Collected data entries

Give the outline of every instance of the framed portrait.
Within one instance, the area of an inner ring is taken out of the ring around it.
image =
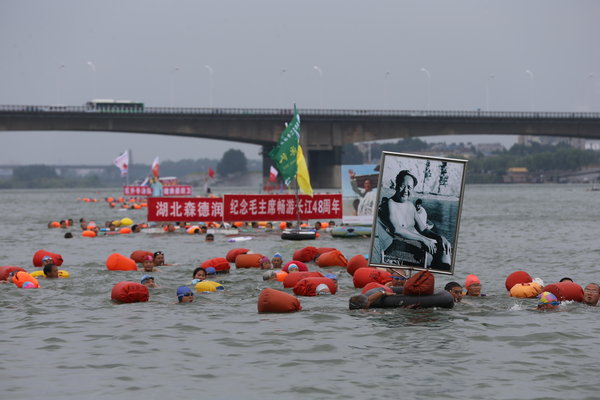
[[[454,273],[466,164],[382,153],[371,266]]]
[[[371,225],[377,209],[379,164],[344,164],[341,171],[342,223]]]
--
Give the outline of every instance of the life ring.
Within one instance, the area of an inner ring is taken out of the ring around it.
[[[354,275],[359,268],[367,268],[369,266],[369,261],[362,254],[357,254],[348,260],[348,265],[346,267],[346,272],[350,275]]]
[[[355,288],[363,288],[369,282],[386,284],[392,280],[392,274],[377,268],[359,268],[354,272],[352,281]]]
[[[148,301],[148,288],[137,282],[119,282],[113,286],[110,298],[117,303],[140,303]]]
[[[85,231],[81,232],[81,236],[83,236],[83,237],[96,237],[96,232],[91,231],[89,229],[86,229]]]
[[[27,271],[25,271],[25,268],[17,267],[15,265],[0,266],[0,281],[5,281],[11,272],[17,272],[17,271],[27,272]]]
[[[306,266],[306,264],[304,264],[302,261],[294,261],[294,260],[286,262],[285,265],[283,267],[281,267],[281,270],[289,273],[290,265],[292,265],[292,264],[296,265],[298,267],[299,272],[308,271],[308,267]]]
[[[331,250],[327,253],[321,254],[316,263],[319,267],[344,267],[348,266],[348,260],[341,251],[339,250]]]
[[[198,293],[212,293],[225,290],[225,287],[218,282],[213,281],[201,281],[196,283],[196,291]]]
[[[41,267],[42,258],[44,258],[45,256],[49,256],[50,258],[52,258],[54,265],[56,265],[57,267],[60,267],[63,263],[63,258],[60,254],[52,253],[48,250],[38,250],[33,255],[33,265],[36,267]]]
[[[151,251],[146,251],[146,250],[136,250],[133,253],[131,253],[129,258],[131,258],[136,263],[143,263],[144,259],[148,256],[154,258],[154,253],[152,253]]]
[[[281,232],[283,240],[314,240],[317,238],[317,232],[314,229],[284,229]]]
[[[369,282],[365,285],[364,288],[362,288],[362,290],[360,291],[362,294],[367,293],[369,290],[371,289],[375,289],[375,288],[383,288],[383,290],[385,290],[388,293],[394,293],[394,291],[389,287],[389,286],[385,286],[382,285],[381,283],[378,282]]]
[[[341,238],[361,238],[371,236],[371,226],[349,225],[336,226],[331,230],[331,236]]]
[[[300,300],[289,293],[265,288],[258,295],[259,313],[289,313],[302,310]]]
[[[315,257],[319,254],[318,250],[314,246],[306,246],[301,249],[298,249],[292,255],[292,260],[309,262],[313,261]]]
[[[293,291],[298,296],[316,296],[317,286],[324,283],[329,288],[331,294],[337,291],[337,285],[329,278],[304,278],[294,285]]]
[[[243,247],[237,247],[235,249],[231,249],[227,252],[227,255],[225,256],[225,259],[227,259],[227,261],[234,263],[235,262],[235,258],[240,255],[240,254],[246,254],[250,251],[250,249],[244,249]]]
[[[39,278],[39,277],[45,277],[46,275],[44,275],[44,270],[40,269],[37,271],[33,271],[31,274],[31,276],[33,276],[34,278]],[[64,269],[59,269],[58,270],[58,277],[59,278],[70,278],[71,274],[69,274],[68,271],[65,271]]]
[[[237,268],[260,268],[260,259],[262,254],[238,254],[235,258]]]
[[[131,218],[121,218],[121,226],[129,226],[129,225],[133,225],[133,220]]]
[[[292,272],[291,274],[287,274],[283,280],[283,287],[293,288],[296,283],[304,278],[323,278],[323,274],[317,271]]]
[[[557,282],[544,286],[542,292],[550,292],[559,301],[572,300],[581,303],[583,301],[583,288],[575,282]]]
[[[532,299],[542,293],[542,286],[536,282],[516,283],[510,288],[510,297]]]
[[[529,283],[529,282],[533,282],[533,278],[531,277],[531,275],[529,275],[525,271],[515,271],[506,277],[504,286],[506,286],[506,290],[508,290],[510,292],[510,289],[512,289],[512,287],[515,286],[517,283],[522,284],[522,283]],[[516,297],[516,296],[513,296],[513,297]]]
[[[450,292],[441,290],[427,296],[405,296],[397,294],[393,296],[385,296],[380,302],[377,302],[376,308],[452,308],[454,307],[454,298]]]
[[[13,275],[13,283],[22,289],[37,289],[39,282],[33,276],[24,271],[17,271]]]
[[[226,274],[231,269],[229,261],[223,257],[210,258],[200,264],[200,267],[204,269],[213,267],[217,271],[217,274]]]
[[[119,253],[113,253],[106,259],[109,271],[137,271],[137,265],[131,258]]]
--
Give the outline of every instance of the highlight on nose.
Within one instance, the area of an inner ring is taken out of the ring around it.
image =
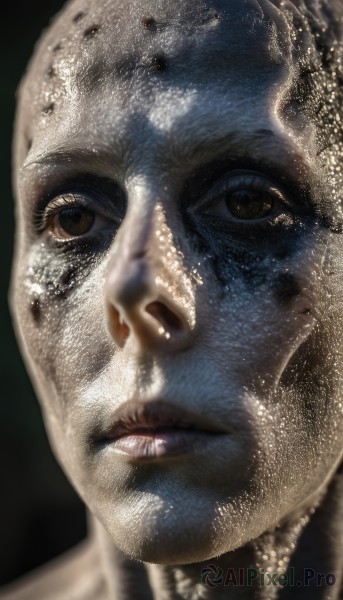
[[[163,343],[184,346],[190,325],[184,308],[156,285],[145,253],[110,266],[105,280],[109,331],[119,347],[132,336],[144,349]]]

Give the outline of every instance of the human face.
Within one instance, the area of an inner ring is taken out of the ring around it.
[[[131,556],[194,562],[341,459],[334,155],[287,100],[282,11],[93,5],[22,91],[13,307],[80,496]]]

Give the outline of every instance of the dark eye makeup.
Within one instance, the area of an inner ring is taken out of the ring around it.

• [Task to complete] Each line above that has the word "Give" should be copied.

• [Written answer]
Give the outline of every instance of the framed portrait.
Give the outline of every instance of the life ring.
Give the outline of every instance of the highlight on nose.
Give the outline of every instance of the human face.
Give the outline of every instance of the dark eye makeup.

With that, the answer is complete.